- **Исходный отрывок**

+===+

Денисов — мы едем с ним на случайно подвернувшейся пролетке — вначале пытается заговорить со мной, но потом, очевидно поняв мое состояние, улыбается и смолкает.

В штабе полка застаю только дежурного подпоручика Левандовского: полковник Трампедах несколько дней назад отозван в штаб фронта к генералу Корнилову, а теперешний командир полка подполковник Покровский вместе с начальником штаба выехал на командный пункт.

— Отправляйтесь пока в свою роту, поручик, а там и командир подъедет, — советует мне Левандовский.

Солдаты встречают меня как-то настороженно, словно присматриваются ко мне, словно хотят понять, каким вернулся их ротный после трехмесячной отлучки. Но потом снова откровенно и просто говорят со мной. И страшное узнаю я из их скупого, сбивчивого рассказа.

В июне наш полк был брошен в наступление. Командование моей 5-й ротой принял подпоручик Максимов.

После хорошо проведенной артиллерийской подготовки — приказ к атаке. Максимов, как всегда, первым выскакивает на бруствер. Рота остается в окопах.

Максимов выхватывает револьвер и в упор стреляет в рядового Сидоренко.

— За мной! — кричит подпоручик.

Рота нехотя поднимается и тут же попадает под плотный перекрестный огонь: очевидно, наша разведка проворонила.

Примерно через час, потеряв добрую половину своего состава, рота, истекая кровью, уползает обратно в свои окопы.

А совсем недавно, несколько дней назад — новое наступление. И опять неудача. И опять ненужные потери.

На этот раз ранен и подпоручик Максимов. Рана легкая. Эвакуироваться отказался. Сейчас в полковом перевязочном пункте... [31]

Жутко становится от этого рассказа. Никак не могу поверить, что речь идет о моей 5-й роте, слава которой гремела в полку.

— Как же так, братцы? — невольно вырывается у меня.

Солдаты молчат, хмуро смотрят в землю.

— Опостылело все, — раздается наконец из задних рядов глухой голос рядового Липатова. — Хватит. По домам пора.

И впервые почти за три года моей офицерской службы я не знаю, что ответить солдатам.

Может быть, он прав, Липатов?..

Иду на перевязочный пункт. Хочется повидать Максимова: он наверняка поможет мне понять, что стряслось с ротой.

+===+

- **Сохранённые данные**
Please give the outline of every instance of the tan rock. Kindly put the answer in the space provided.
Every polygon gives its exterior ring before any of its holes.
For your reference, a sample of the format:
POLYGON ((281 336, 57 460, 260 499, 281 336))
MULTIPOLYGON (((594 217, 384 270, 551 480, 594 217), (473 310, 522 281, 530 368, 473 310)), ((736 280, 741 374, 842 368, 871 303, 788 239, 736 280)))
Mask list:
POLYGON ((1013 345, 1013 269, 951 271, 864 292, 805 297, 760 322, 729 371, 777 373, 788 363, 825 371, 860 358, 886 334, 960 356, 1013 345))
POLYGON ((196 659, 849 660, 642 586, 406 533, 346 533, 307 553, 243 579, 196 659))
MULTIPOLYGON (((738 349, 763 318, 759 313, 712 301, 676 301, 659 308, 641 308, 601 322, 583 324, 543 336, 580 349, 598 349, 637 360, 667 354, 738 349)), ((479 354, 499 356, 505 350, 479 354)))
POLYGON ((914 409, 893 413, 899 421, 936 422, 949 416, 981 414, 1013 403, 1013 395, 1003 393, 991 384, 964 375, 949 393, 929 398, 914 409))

+===+

- **Задания**
a. Переведи на английский предложение из отрывка: «Солдаты молчат, хмуро смотрят в землю.»
b. Обнови отрывок на участке от «В июне наш полк» до «мной! — кричит подпоручик.»: приведи его целиком, поставив «прапорщик» вместо «подпоручик».

- **Ответы ниже**
a. The soldiers are silent, gloomily staring at the ground.

b.
В июне наш полк был брошен в наступление. Командование моей 5-й ротой принял прапорщик Максимов.

После хорошо проведенной артиллерийской подготовки — приказ к атаке. Максимов, как всегда, первым выскакивает на бруствер. Рота остается в окопах.

Максимов выхватывает револьвер и в упор стреляет в рядового Сидоренко.

— За мной! — кричит прапорщик.